| Document segment |

He added that water quality was letting the Island down.
The MCS said the Island has yet to see the real benefit to its beaches from the IRIS sewage scheme, which came on stream in 2004.
‘It is still not delivering the bathing water quality improvements that MCS expected from a facility costing an estimated £170 million — about £2,300 per person. The north and west of the Island have yet to be connected to the system and this means that raw sewage is still being discharged into the sea at a number of places around the Island, including Peel,’ the MCS said.
But Transport Minister David Anderson said the MCS had got its facts wrong about the IRIS scheme and stressed the scheme was delivering results.
In particular he said the amount spent on IRIS to date was £88m, not £170m.
He said while it was true that the north and west of the Island were not yet connected to IRIS, but this was being addressed by the IRIS regional strategy, which the department is progressing at the moment.
‘Prior to Meary Veg (treatment plant) coming online in 2004, the failure rate of our beaches, when looking at the mandatory cleanliness levels set out by the EU’s Bathing Water Directive, was 54 per cent,’ said Mr Anderson.
‘Today, that rate is 27 per cent. Those percentages relate to the Island as a whole. ‘However, beaches in the south and west have performed better in the last five years than the Island average, and taking these statistics into account, we are happy that IRIS is delivering.’
The Good Beach Guide is produced by MCS, a charity dedicated to the protection of the marine environment and its wildlife.

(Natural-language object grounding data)
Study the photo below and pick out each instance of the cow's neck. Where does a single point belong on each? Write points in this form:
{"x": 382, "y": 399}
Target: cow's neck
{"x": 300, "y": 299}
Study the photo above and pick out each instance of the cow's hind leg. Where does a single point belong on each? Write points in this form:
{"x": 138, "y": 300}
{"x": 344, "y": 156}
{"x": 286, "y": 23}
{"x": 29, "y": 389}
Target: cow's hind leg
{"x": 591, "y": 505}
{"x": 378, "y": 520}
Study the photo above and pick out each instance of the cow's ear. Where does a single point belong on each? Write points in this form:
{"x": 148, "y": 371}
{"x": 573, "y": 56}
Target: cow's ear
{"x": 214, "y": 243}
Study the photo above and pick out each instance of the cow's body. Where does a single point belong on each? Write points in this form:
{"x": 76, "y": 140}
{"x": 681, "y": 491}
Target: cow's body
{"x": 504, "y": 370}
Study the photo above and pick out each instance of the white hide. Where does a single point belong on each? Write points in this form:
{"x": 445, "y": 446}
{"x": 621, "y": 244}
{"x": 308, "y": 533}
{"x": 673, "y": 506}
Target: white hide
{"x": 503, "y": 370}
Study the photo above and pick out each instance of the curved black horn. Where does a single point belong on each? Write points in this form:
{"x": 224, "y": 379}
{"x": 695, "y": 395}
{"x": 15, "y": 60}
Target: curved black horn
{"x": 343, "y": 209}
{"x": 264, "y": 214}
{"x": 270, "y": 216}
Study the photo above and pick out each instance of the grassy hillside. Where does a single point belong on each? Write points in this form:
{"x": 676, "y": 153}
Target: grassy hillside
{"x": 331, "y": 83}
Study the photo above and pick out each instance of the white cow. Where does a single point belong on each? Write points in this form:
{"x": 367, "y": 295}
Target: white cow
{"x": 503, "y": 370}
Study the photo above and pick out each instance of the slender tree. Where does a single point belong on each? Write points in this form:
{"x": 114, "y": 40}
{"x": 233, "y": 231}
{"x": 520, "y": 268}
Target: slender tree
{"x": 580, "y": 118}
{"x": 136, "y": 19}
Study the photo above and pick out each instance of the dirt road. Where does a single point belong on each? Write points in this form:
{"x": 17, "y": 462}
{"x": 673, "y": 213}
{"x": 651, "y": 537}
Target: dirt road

| Task directions |
Go on with the article about the Island's beaches and the IRIS sewage scheme, starting after its last sentence. The rows are separate material and have no connection to the news article on Isle of Man beach water quality.

| Result of the exercise |
The guide provides information about the quality of Britain’s coastal bathing waters as well as information on water quality and sewage discharges at 1,000 British Isles beaches.
I’m not surprised to hear about the Broadway stretch of beach and water.. It’s a mess! If I was a fish I’d be growing legs and learning to walk!
Interesting. One of the places I WOULDN’T swim on the Island is at Derbyhaven – the stink from the seaweed at times is so horrific it would put you off your picnic! Would much prefer to swim and picnic at Laxey or Fenella at Peel.
How totally embarrassing and unacceptable to be bottom of the pile and how unfortunately not surprising at all. Shame but thankfully Martin Clunes did not go swimming!
Re Beach Cleanliness, The article fails to address the issue of the debris on the islands beaches, most notably the plastic flotsam and jetsam that wash up all around the islands shores that are an eyesore as one walks around the island’s coastline. Why doesn’t one of the island’s government department simply hire some of the unskilled unemployed and get them cleaning it all up. As to the seaweed/smell issue – why not simply scoop all the decaying seaweed up and compost it – let the local farmers collect it. Seaweed is a phenomenal source of minerals and nurients that would benefit much of the agricultural land on the island.
DR. JOHN PILLING, Port Erin
Dr John Pilling, your ideas are good, only one problem, you are asking Government to THINK!
Life’s a Beach isn’t it! If I was afish I’d been in breadcrums or batter in the chippy. With Sellafield opposite the IOM what about the Nuclear waste drifting across the channel That must add to the unclean beach debate! However the gains with it are the giant Crabs and other weird sealife ,there could be a Manx version of Godzilla waiting To emerge from the depths.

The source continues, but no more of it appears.